网页节选:

转移矩阵 $ A $：在模拟中逐步接近真实值 $ [0.95, 0.05; 0.1, 0.9] $，但由于序列短且初始值随机，5 次迭代后可能仍接近初始值。更多迭代会进一步收敛。
发射矩阵 $ B $：接近真实值，尤其是 $ b_2(6) \approx 0.645 $，反映作弊骰子偏向 6。


使用估计参数的 Viterbi 路径：
$$Q^* = ['F', 'F', 'L', 'L', 'L', 'L', 'L']$$
（前两个为公平骰子，后续因连续 6 切换到作弊骰子）。

### 总结
这个例子完整展示了 HMM 的三个核心问题：

- 评估：前向算法计算 $ P(O | \lambda) \approx 1.52 \times 10^{-6} $，表明序列可能包含作弊。
- 解码：Viterbi 算法找出最佳状态序列，反映连续 6 时切换到作弊骰子。
- 学习：Baum-Welch 算法从随机初始参数迭代估计 $ \lambda $，发射概率逐渐接近真实值，路径推断合理。


In [7]:
import numpy as np

# 1. Define states
states = ["F", "L"]
# Number of states
N = len(states)

# 2. Define observations
observations = [1, 2, 3, 4, 5, 6]
# Number of observations
M = len(observations)

# 3. Define initial probabilities
start_probability = np.array([0.5, 0.5])

# 4. Define transition matrix
transition_matrix = np.array([
    [0.95, 0.05],
    [0.10, 0.90]
])

# 5. Define emission matrix
emission_matrix = np.array([
    [1/6] * 6,
    [0.1] * 5 + [0.5]
])

# 6. Define the example observation sequence
observation_sequence = [3, 5, 1, 6, 6, 6, 2]

# 7. Define the indexed observation sequence (1->0, 2->1, ..., 6->5)
observation_to_index = {obs: i for i, obs in enumerate(observations)}
indexed_observation_sequence = [observation_to_index[obs] for obs in observation_sequence]

print("States:", states)
print("Observations:", observations)
print("Start Probability:", start_probability)
print("Transition Matrix:\n", transition_matrix)
print("Emission Matrix:\n", emission_matrix)
print("Observation Sequence:", observation_sequence)
print("Indexed Observation Sequence:", indexed_observation_sequence)

States: ['F', 'L']
Observations: [1, 2, 3, 4, 5, 6]
Start Probability: [0.5 0.5]
Transition Matrix:
 [[0.95 0.05]
 [0.1  0.9 ]]
Emission Matrix:
 [[0.16666667 0.16666667 0.16666667 0.16666667 0.16666667 0.16666667]
 [0.1        0.1        0.1        0.1        0.1        0.5       ]]
Observation Sequence: [3, 5, 1, 6, 6, 6, 2]
Indexed Observation Sequence: [2, 4, 0, 5, 5, 5, 1]


In [8]:
def forward_algorithm(observations, states_n, start_prob, trans_mat, emit_mat):
    """
    Calculates the probability of an observation sequence using the forward algorithm.

    Args:
        observations (list): A list of indexed observations.
        states_n (int): The number of hidden states.
        start_prob (np.ndarray): The initial state probabilities.
        trans_mat (np.ndarray): The state transition matrix.
        emit_mat (np.ndarray): The emission matrix.

    Returns:
        float: The probability of the observation sequence.
    """
    T = len(observations)
    N = states_n
    alpha = np.zeros((T, N))

所给材料:
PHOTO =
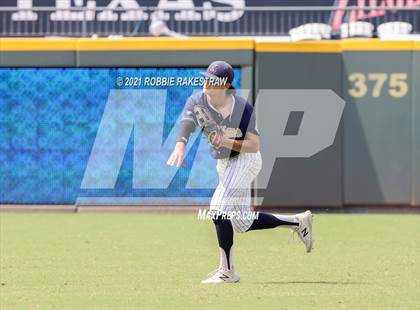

练习任务:
#1 在这段 HMM 网页节选里，前向算法算出的 P(O | λ) 大约是多少？
#2 从 HMM 网页节选最后一行之后接着写下去。

参考答案:
#1 约为 1.52 × 10⁻⁶。

#2
    # Initialization step
    for i in range(N):
        alpha[0, i] = start_prob[i] * emit_mat[i, observations[0]]

    # Recursion step
    for t in range(1, T):
        for j in range(N):
            sum_alpha_prev = 0
            for i in range(N):
                sum_alpha_prev += alpha[t-1, i] * trans_mat[i, j]
            alpha[t, j] = sum_alpha_prev * emit_mat[j, observations[t]]

    # Termination step
    probability = np.sum(alpha[T-1, :])

    return probability

# Test the forward algorithm with the example sequence
prob_observation_sequence = forward_algorithm(
    indexed_observation_sequence,
    N,
    start_probability,
    transition_matrix,
    emission_matrix
)

print("Probability of the observation sequence:", prob_observation_sequence)

Probability of the observation sequence: 8.875525276938303e-06


In [9]:
def backward_algorithm(observations, states_n, trans_mat, emit_mat):
    """
    Calculates the backward probabilities for an observation sequence.

    Args:
        observations (list): A list of indexed observations.
        states_n (int): The number of hidden states.
        trans_mat (np.ndarray): The state transition matrix.
        emit_mat (np.ndarray): The emission matrix.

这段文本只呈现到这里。